REQUIRED TASK
Copy out only the data from the line containing "Where can you find the concrete step?" through the line containing "<point>458,575</point>", inclusive, shifting every answer coordinate by adding 141 to each of its numbers. Keep the requests and their sample coordinates unchanged.

SUPPLIED MATERIAL
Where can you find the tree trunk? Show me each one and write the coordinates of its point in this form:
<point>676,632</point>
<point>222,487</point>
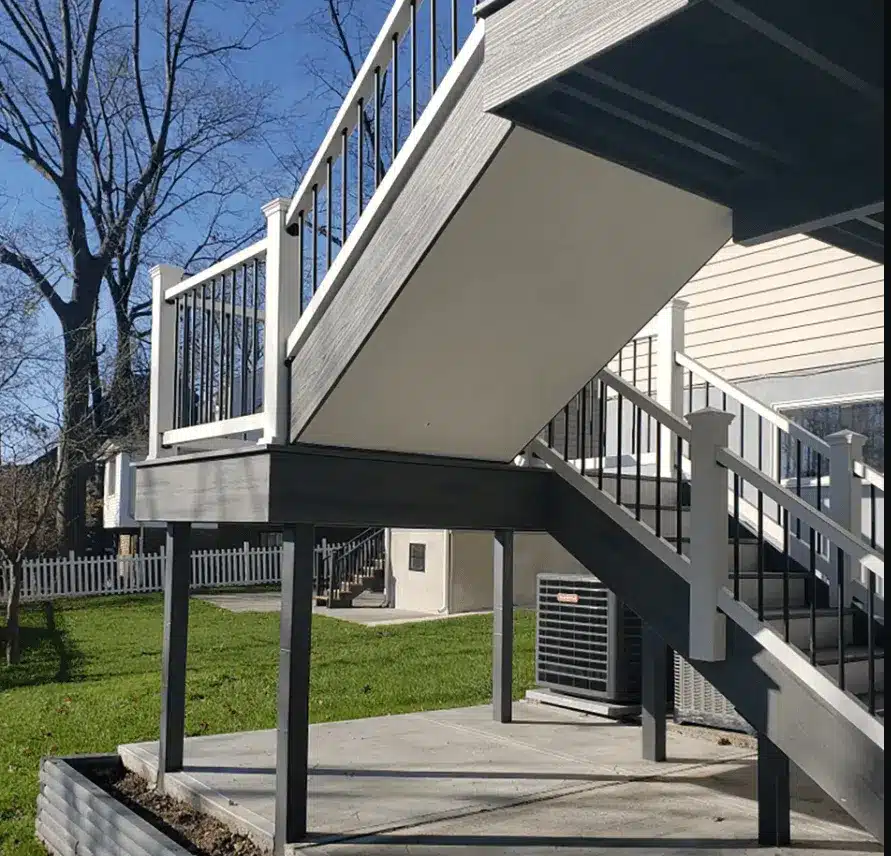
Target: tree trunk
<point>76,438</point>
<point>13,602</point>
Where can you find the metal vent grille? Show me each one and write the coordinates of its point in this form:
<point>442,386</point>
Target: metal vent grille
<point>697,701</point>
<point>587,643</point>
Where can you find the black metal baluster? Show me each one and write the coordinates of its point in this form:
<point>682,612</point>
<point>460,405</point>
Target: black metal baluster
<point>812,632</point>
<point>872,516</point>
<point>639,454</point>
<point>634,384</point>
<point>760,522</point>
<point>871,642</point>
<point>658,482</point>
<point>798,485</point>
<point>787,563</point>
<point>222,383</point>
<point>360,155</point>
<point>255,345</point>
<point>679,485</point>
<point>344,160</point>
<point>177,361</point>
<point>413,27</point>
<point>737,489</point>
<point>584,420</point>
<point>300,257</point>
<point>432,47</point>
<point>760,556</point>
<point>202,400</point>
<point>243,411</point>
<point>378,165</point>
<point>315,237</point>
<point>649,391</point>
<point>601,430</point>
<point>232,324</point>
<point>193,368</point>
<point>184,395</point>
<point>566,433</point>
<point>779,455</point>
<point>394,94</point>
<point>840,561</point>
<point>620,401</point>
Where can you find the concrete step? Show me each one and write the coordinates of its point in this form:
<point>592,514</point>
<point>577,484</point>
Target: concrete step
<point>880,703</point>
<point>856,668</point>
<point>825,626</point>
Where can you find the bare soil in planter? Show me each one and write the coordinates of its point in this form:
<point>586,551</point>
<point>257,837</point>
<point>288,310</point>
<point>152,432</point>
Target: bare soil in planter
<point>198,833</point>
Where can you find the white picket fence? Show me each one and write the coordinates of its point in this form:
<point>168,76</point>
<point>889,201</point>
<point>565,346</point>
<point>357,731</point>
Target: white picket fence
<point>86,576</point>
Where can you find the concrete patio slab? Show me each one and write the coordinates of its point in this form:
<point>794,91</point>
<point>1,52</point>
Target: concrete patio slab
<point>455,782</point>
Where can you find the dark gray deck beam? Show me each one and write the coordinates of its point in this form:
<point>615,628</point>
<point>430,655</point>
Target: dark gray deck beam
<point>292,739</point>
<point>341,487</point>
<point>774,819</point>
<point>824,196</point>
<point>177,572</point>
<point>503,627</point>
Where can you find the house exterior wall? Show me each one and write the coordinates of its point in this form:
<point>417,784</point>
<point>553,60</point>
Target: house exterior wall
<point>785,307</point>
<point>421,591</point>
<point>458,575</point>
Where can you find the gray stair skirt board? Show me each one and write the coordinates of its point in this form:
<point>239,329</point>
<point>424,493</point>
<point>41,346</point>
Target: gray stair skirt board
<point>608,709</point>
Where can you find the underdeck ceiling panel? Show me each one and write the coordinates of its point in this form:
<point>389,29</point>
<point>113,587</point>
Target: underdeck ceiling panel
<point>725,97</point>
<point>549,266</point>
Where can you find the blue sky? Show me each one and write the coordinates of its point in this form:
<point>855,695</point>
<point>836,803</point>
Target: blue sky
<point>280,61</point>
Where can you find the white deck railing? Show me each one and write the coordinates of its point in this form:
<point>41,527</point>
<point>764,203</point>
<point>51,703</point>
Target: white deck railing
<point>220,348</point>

RESULT BELOW
Where can you find the concrete step? Show me each one and write the coordinates of its point in this form:
<point>592,514</point>
<point>577,484</point>
Target: concrete step
<point>1021,844</point>
<point>997,809</point>
<point>966,767</point>
Where can you find the bare soil in planter? Show me each one and write the coordinates of its point in this form:
<point>586,551</point>
<point>257,837</point>
<point>288,310</point>
<point>152,432</point>
Target: bare soil in planter
<point>339,974</point>
Where can you find the white picket fence? Show me each one and write the coordinates of its point in this form:
<point>168,76</point>
<point>889,201</point>
<point>565,346</point>
<point>357,731</point>
Target: white picket fence
<point>227,717</point>
Where can you find the concrete patio slab? Show me each one and write the coordinates of its point in this form:
<point>794,91</point>
<point>1,52</point>
Target: concrete patio slab
<point>596,923</point>
Where can you find the dark gray deck beam? Show me each one and write the coordinates of its point in this form:
<point>615,628</point>
<point>430,655</point>
Target: dark gray deck beam
<point>433,880</point>
<point>482,628</point>
<point>915,960</point>
<point>965,337</point>
<point>318,713</point>
<point>644,768</point>
Where can you find the house exterior wall? Show me each one and write the coordinates of its point in this form:
<point>417,784</point>
<point>553,60</point>
Target: house exterior wall
<point>926,448</point>
<point>562,732</point>
<point>599,716</point>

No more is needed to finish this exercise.